(Dataset excerpts):
▼▼▼
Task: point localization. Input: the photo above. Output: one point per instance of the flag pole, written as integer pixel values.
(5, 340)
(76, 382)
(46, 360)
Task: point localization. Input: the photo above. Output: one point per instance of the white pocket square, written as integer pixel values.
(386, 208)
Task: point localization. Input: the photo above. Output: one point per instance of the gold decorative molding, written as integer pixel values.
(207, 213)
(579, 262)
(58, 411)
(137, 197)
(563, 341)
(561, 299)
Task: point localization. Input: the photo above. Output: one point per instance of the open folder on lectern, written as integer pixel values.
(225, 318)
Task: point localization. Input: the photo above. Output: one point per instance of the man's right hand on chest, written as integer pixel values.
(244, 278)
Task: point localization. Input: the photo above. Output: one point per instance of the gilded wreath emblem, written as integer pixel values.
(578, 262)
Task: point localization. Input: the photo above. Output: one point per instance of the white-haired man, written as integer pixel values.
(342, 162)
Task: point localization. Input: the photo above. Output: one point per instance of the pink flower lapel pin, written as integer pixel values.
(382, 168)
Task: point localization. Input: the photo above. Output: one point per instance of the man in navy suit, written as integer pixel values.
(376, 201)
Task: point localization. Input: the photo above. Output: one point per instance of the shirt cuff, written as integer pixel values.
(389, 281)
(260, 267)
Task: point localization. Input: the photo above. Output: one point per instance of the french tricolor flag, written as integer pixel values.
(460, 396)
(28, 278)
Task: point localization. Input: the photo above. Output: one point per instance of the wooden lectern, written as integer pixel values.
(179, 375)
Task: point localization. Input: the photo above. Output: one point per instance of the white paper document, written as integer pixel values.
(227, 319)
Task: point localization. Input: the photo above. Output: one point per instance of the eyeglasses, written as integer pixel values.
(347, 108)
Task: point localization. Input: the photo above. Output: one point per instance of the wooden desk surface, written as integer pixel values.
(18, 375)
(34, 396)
▲▲▲
Above are some records. Print them all exactly.

Task: point localization. Input: the photo above. Output: one point per instance of the flag pole, written as integer pixel values.
(5, 340)
(76, 382)
(46, 360)
Task: point localization. Input: the photo above. Output: one point per instance of the white pocket square, written as integer pixel values.
(386, 208)
Task: point localization. Input: the photo above. Output: one point per instance of the gold decorative molding, written as integer pixel values.
(207, 213)
(579, 262)
(58, 411)
(137, 197)
(563, 341)
(561, 299)
Task: point localization. Input: the photo above. Output: one point per instance of the open folder on lectern, written as integer pixel values.
(225, 318)
Task: point localization. Input: the photo above. Output: one point per instance of the man's right hand on chest, written as integer pixel values.
(244, 278)
Task: point localization. Input: the photo above. Output: one point per instance of the gilded wreath emblem, written as integer pixel values.
(578, 262)
Task: point localization. Input: the photo above. Output: one point per instance of the white-haired man, written as integer pixel values.
(342, 162)
Task: point localization. Input: the photo above. Output: one point per instance of the pink flower lapel pin, written as integer pixel values.
(382, 168)
Task: point localization. Input: the photo above. Output: one point per instance of the man in navy suit, written as integer pixel values.
(376, 201)
Task: point localization. Input: the photo above. Output: one point per instance of the shirt cuff, written as integer pixel values.
(389, 281)
(260, 267)
Task: point localization. Input: the photo above. Output: one point per instance of the french tricolor flag, written as integer pixel values.
(460, 396)
(28, 278)
Task: point localization. Input: the photo above. Output: one point per instance of the wooden lectern, written as integer pixel values.
(179, 375)
Task: point localization. Input: the photo above. Output: one point per instance of the white paper document, written as integer pixel values.
(227, 319)
Task: point localization. Input: the photo above. Output: one point per instance of the eyeglasses, written as integer pixel values.
(347, 108)
Task: point localization. Input: the photo above. Output: one point per instance of the wooden desk surface, written as integer pixel values.
(18, 375)
(34, 396)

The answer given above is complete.